[Data items]
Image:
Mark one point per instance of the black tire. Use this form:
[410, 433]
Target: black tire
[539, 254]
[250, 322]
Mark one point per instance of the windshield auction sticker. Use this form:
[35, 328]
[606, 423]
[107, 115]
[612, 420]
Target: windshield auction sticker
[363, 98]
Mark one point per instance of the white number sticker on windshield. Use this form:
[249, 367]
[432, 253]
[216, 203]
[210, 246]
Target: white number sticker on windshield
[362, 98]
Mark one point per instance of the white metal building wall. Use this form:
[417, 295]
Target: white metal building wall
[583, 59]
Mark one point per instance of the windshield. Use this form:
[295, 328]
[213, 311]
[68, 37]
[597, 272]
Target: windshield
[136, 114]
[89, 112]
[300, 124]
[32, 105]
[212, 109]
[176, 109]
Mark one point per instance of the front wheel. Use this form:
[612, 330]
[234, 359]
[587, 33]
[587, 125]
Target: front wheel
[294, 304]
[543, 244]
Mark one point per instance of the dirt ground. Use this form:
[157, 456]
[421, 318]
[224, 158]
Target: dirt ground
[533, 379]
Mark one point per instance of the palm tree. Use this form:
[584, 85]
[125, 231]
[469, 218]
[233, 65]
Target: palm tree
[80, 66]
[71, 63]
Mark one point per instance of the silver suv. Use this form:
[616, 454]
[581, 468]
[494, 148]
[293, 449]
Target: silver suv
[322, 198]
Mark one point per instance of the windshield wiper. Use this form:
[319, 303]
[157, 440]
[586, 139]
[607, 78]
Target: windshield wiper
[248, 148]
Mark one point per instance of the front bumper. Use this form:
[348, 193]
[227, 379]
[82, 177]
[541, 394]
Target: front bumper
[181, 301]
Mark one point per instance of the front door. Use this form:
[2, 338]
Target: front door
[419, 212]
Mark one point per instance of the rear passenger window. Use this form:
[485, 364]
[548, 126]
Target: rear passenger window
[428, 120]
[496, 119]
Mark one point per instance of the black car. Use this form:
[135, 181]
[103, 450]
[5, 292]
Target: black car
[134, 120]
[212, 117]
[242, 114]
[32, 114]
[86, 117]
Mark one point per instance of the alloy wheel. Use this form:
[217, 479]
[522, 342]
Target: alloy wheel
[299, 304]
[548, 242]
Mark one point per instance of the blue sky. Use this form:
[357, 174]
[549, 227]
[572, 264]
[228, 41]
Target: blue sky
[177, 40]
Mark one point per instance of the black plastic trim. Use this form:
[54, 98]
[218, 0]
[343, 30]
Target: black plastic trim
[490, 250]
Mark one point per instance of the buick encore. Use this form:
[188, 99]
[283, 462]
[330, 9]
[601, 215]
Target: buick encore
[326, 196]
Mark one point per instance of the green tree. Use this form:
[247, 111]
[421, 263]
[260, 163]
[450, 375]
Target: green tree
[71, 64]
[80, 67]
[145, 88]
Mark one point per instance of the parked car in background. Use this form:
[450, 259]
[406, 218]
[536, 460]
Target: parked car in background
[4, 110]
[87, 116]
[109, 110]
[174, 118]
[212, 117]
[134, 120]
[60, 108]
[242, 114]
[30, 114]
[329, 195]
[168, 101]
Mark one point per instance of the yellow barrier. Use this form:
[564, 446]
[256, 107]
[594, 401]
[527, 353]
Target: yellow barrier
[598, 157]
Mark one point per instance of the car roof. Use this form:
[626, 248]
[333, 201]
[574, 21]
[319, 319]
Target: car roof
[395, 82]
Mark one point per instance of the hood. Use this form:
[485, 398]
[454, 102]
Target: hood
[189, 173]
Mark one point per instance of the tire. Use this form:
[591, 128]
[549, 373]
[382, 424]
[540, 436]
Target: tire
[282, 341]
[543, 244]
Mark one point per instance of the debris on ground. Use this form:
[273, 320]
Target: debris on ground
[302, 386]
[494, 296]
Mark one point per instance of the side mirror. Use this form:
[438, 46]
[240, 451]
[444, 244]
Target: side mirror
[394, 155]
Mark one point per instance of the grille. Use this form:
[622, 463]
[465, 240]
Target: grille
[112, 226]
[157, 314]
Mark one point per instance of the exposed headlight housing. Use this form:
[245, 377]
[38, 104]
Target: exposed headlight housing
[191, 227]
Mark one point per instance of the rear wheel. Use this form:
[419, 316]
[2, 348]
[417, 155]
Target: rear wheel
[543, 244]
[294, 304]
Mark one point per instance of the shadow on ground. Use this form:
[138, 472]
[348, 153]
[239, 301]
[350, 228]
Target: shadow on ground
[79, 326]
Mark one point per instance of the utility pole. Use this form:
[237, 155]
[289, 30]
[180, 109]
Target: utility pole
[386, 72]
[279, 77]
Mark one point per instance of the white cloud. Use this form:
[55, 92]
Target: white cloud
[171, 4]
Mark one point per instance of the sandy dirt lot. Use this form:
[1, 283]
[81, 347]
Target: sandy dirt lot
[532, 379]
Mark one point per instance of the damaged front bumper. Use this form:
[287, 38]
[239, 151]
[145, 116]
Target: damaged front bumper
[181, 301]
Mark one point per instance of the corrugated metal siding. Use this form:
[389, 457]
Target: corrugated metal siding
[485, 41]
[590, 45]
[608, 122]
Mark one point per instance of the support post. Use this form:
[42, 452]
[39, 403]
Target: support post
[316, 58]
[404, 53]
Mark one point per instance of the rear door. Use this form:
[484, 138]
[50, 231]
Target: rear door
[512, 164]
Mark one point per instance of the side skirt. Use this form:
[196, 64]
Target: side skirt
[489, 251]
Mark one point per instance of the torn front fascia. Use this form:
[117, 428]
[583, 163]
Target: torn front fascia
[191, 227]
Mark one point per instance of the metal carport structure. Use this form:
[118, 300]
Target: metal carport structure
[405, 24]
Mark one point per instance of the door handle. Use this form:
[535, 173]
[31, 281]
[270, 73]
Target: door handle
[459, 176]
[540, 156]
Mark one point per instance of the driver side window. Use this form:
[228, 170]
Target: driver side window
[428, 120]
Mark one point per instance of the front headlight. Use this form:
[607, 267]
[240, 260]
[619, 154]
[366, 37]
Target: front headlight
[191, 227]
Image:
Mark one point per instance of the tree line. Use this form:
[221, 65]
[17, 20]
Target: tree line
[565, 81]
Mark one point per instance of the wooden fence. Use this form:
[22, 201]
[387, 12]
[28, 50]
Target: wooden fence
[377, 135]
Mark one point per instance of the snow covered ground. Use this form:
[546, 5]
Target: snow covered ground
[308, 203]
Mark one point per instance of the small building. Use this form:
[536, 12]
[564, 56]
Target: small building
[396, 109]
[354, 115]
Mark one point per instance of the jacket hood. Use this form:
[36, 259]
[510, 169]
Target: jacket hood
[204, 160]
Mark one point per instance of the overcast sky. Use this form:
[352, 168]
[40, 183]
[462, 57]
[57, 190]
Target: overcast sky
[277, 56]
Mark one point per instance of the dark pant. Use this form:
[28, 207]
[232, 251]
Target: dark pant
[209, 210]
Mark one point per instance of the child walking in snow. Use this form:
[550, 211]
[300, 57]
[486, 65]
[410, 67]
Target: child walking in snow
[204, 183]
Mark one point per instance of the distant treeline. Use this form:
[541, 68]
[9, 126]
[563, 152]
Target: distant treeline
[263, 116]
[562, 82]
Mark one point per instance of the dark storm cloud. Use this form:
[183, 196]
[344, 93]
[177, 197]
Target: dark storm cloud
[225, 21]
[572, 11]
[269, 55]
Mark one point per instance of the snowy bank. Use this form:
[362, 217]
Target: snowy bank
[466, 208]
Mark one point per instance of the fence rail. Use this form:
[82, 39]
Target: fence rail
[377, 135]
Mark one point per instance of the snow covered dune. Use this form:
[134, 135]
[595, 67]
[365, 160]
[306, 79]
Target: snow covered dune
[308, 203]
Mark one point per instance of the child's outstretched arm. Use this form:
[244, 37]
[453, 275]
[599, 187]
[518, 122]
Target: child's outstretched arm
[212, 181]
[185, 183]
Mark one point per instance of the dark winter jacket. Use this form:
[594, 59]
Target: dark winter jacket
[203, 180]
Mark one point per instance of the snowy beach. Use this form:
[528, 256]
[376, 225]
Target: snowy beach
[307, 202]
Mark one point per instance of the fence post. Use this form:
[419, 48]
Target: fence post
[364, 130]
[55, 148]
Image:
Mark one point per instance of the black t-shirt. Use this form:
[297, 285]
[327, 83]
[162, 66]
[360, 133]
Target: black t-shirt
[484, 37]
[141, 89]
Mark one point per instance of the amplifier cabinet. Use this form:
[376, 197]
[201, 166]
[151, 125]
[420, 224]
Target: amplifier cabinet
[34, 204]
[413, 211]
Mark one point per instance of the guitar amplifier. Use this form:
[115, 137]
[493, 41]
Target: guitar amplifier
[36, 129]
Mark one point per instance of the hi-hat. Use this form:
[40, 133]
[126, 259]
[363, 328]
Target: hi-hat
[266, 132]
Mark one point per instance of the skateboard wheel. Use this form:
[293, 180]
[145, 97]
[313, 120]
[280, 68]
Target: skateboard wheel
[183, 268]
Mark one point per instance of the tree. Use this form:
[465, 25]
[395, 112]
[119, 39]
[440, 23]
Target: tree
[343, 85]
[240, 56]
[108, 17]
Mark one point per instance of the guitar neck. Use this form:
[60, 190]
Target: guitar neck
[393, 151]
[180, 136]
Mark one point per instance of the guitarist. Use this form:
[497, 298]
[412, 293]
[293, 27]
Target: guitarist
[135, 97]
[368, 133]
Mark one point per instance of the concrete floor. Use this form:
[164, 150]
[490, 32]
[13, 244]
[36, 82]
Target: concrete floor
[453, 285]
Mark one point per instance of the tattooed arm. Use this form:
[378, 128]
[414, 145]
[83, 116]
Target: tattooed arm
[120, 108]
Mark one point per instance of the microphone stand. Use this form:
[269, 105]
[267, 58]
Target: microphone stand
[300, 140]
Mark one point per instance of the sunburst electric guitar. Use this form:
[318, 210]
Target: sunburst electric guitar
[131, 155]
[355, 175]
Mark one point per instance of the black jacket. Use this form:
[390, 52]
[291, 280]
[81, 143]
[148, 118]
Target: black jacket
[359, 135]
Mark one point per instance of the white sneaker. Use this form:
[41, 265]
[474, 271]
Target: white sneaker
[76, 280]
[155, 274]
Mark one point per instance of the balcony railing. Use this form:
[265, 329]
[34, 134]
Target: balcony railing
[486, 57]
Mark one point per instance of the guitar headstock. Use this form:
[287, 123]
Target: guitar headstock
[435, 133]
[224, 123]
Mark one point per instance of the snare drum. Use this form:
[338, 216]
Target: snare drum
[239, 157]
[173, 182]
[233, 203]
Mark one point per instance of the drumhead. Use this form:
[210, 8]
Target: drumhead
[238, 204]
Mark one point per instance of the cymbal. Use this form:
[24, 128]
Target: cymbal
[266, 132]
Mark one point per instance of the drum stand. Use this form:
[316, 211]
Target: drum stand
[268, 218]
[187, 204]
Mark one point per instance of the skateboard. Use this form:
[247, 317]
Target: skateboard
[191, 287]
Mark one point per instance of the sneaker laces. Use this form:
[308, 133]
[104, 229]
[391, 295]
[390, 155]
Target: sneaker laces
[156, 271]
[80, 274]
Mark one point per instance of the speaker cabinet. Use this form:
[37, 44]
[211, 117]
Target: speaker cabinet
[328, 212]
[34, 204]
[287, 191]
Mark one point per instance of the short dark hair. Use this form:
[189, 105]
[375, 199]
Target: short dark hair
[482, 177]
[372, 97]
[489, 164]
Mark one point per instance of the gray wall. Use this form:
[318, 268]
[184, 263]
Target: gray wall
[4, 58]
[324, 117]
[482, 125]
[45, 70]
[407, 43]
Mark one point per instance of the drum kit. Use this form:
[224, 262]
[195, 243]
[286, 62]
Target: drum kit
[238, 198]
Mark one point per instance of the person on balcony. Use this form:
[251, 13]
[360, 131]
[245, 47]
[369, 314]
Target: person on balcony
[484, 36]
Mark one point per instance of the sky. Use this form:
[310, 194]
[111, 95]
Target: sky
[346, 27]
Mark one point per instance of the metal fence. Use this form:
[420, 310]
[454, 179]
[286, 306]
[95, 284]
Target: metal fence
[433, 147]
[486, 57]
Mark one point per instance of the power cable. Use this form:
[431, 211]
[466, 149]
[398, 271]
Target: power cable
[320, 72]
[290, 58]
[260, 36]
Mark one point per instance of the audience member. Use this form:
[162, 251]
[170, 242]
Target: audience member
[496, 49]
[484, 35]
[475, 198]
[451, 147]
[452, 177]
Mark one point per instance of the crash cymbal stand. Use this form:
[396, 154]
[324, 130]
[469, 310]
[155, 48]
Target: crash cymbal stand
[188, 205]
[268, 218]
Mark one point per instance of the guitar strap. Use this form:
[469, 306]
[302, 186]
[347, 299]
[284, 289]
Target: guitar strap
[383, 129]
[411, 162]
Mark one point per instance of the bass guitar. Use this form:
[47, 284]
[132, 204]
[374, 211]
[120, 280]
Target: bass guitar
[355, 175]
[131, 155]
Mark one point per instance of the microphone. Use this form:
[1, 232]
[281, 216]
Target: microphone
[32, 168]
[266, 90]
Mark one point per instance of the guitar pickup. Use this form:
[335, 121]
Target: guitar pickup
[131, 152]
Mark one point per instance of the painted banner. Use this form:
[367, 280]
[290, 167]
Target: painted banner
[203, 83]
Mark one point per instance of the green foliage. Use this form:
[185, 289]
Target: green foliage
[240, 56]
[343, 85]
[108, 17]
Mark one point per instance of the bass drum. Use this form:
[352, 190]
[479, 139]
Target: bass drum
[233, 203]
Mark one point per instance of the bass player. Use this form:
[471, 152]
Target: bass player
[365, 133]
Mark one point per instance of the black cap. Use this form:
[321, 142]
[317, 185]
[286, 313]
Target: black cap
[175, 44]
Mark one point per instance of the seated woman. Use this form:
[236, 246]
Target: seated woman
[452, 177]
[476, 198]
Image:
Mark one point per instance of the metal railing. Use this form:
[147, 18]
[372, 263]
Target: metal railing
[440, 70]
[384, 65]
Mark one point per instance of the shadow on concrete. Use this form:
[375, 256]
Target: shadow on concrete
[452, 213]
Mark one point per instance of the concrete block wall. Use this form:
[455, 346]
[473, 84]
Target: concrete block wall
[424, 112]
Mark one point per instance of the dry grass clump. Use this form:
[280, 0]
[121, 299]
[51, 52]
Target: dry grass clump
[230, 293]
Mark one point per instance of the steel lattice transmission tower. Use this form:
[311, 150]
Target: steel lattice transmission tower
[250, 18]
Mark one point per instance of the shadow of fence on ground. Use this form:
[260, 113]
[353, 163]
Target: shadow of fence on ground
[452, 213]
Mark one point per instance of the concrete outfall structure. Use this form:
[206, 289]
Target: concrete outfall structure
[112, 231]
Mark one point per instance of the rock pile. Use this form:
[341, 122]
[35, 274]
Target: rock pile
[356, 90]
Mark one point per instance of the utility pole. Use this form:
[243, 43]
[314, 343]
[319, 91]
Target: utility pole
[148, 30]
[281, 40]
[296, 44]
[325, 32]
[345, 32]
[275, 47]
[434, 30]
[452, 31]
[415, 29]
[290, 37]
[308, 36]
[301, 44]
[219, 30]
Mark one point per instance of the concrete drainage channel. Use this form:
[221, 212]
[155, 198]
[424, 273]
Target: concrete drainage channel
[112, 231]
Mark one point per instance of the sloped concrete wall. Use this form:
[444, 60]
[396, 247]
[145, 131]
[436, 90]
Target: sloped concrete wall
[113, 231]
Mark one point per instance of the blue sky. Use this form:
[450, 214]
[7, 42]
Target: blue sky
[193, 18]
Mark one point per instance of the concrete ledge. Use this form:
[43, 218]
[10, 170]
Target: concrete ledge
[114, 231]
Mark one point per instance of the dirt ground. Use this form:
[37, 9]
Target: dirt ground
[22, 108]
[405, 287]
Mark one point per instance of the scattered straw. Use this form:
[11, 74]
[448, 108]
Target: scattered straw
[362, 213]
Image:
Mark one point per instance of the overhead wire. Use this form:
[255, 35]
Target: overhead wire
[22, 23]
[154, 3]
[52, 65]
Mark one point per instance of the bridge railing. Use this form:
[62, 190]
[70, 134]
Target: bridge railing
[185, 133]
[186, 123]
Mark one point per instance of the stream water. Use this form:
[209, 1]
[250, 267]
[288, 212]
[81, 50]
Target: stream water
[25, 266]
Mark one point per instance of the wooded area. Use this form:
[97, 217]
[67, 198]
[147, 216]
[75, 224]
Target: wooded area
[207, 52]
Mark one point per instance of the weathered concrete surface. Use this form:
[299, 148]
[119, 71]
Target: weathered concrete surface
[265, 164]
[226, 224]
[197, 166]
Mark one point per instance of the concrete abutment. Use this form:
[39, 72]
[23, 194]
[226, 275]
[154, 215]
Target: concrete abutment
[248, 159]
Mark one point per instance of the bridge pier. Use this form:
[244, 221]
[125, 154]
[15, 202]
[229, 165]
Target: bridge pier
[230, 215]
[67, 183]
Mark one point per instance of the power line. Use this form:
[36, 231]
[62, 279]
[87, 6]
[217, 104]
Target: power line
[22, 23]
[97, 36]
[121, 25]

■ ABOUT THIS TASK
Return, with no change at all, every line in the entries above from the line containing "Target: windshield wiper" through the line containing "Mark one point per instance of the black car.".

■ EXPECTED ANSWER
Target: windshield wiper
[248, 148]
Mark one point per instance of the front bumper. Use this form:
[348, 193]
[227, 379]
[82, 177]
[541, 394]
Target: front bumper
[181, 301]
Mark one point per instance of the front door. Use this form:
[2, 338]
Target: front door
[419, 212]
Mark one point per instance of the rear passenger window. Use this form:
[485, 364]
[548, 126]
Target: rear passenger window
[428, 120]
[496, 119]
Mark one point per instance of the black car. Use this form:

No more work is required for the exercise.